** Opening Working data block **

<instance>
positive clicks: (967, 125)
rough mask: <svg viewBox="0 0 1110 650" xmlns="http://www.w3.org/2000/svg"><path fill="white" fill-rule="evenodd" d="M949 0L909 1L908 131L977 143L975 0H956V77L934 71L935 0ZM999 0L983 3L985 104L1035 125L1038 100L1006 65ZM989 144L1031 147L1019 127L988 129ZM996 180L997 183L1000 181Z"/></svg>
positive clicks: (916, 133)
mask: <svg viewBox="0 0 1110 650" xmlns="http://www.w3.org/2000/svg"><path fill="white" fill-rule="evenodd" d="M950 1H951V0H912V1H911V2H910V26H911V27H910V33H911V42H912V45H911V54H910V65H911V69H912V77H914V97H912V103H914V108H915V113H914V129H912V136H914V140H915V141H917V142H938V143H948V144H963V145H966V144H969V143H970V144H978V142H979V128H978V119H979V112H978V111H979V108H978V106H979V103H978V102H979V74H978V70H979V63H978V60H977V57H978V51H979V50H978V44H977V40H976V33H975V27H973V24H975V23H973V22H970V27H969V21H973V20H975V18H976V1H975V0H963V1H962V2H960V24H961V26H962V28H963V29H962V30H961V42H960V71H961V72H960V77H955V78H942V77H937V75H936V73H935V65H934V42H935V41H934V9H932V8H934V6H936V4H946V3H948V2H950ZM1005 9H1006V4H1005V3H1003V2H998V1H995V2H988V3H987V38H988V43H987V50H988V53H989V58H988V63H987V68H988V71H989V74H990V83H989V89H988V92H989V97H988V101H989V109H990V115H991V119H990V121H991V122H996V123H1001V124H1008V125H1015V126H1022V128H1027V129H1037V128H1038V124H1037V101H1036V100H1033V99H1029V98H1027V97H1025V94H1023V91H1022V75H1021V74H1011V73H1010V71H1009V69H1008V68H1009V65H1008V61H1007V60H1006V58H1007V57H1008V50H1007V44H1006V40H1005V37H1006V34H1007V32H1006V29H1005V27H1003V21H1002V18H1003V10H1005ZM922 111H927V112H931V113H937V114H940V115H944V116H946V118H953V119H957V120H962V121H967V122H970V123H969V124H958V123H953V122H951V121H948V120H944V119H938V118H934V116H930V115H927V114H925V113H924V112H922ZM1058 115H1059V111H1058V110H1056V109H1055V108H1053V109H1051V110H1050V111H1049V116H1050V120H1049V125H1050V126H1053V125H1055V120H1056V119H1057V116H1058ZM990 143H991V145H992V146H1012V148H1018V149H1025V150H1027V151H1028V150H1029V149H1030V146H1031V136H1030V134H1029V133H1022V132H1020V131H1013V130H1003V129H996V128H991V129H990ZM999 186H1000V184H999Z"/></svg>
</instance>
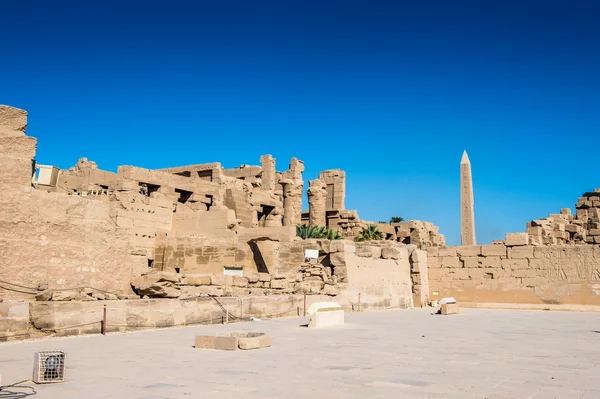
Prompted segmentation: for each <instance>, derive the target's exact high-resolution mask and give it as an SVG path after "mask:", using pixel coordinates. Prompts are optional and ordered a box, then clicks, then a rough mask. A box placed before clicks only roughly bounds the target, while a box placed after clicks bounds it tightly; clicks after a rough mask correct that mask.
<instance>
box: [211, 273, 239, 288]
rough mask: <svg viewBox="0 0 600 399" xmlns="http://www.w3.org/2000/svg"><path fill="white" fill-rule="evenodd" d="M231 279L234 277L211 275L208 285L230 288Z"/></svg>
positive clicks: (232, 278) (232, 276) (220, 275)
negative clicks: (219, 285)
mask: <svg viewBox="0 0 600 399" xmlns="http://www.w3.org/2000/svg"><path fill="white" fill-rule="evenodd" d="M233 277H234V276H226V275H224V274H213V275H212V276H211V278H210V283H211V284H212V285H221V286H232V285H233ZM236 277H237V276H236Z"/></svg>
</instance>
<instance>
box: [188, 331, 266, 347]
mask: <svg viewBox="0 0 600 399" xmlns="http://www.w3.org/2000/svg"><path fill="white" fill-rule="evenodd" d="M272 344H273V338H272V337H271V336H270V335H266V334H264V333H246V332H244V333H236V332H232V333H226V334H225V335H198V336H196V338H195V341H194V347H195V348H197V349H218V350H237V349H242V350H249V349H260V348H266V347H269V346H271V345H272Z"/></svg>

** Closing Working data block **

> Exercise
Copy out the listing above word for word, every line of it, but leave out the pictures.

> Answer box
<instance>
positive clicks: (967, 125)
rough mask: <svg viewBox="0 0 1110 650" xmlns="http://www.w3.org/2000/svg"><path fill="white" fill-rule="evenodd" d="M949 0L909 1L908 131L977 143L975 0H956V77L934 71L935 0ZM999 0L983 3L985 104L1035 125L1038 100L1006 65ZM989 144L1031 147L1019 127L988 129ZM996 180L997 183L1000 181Z"/></svg>
positive clicks: (916, 133)
mask: <svg viewBox="0 0 1110 650" xmlns="http://www.w3.org/2000/svg"><path fill="white" fill-rule="evenodd" d="M950 1H951V0H912V1H911V2H910V26H911V27H910V33H911V42H912V45H911V54H910V65H911V69H912V77H914V97H912V103H914V108H915V113H914V129H912V136H914V140H915V141H917V142H938V143H948V144H963V145H966V144H969V143H970V144H978V142H979V128H978V119H979V112H978V111H979V108H978V106H979V103H978V102H979V74H978V70H979V63H978V60H977V57H978V51H979V50H978V44H977V40H976V33H975V27H973V24H975V23H973V22H970V27H969V21H973V20H975V18H976V1H975V0H963V1H962V2H960V24H961V26H962V28H963V29H962V30H961V42H960V71H961V72H960V77H955V78H942V77H937V75H936V73H935V65H934V42H935V41H934V9H932V8H934V6H936V4H946V3H948V2H950ZM1005 9H1006V4H1005V3H1003V2H998V1H995V2H988V3H987V38H988V43H987V50H988V53H989V58H988V63H987V68H988V71H989V74H990V83H989V89H988V92H989V97H988V101H989V109H990V115H991V119H990V121H991V122H996V123H1001V124H1008V125H1015V126H1022V128H1027V129H1037V128H1038V124H1037V101H1036V100H1033V99H1029V98H1027V97H1025V94H1023V91H1022V75H1021V74H1011V73H1010V71H1009V69H1008V68H1009V65H1008V61H1007V60H1006V58H1007V57H1008V50H1007V44H1006V40H1005V37H1006V34H1007V32H1006V29H1005V27H1003V21H1002V18H1003V10H1005ZM922 111H927V112H931V113H937V114H940V115H944V116H946V118H953V119H957V120H962V121H967V122H970V123H969V124H958V123H953V122H951V121H948V120H944V119H938V118H934V116H930V115H927V114H925V113H924V112H922ZM1058 115H1059V111H1058V110H1056V109H1055V108H1053V109H1051V110H1050V111H1049V116H1050V120H1049V125H1050V126H1053V125H1055V120H1056V119H1057V116H1058ZM990 143H991V145H992V146H1012V148H1018V149H1025V150H1027V151H1028V150H1029V149H1030V146H1031V136H1030V134H1029V133H1022V132H1020V131H1013V130H1003V129H996V128H991V129H990ZM999 186H1000V184H999Z"/></svg>
</instance>
Prompted segmentation: for each <instance>, derive the target's exact high-resolution mask and give it as an SVG path after "mask:", using pixel coordinates. Prompts are optional and ordered a box, then clicks, then a rough mask. A box placed before clicks only roughly bounds the target, while a box placed after clicks bounds it tightly; clicks after a rough mask correct that mask.
<instance>
box: [211, 273, 239, 288]
rough mask: <svg viewBox="0 0 600 399" xmlns="http://www.w3.org/2000/svg"><path fill="white" fill-rule="evenodd" d="M231 279L234 277L211 275L208 285L230 288Z"/></svg>
positive clicks: (232, 278) (232, 276) (220, 275)
negative clicks: (219, 285)
mask: <svg viewBox="0 0 600 399" xmlns="http://www.w3.org/2000/svg"><path fill="white" fill-rule="evenodd" d="M233 277H234V276H226V275H224V274H213V275H212V276H211V278H210V283H211V284H212V285H221V286H232V285H233ZM236 277H237V276H236Z"/></svg>
</instance>
<instance>
box: [188, 331, 266, 347]
mask: <svg viewBox="0 0 600 399" xmlns="http://www.w3.org/2000/svg"><path fill="white" fill-rule="evenodd" d="M272 344H273V338H272V337H271V336H270V335H266V334H264V333H246V332H244V333H236V332H232V333H226V334H225V335H198V336H196V338H195V341H194V347H195V348H197V349H218V350H237V349H242V350H249V349H260V348H266V347H269V346H271V345H272Z"/></svg>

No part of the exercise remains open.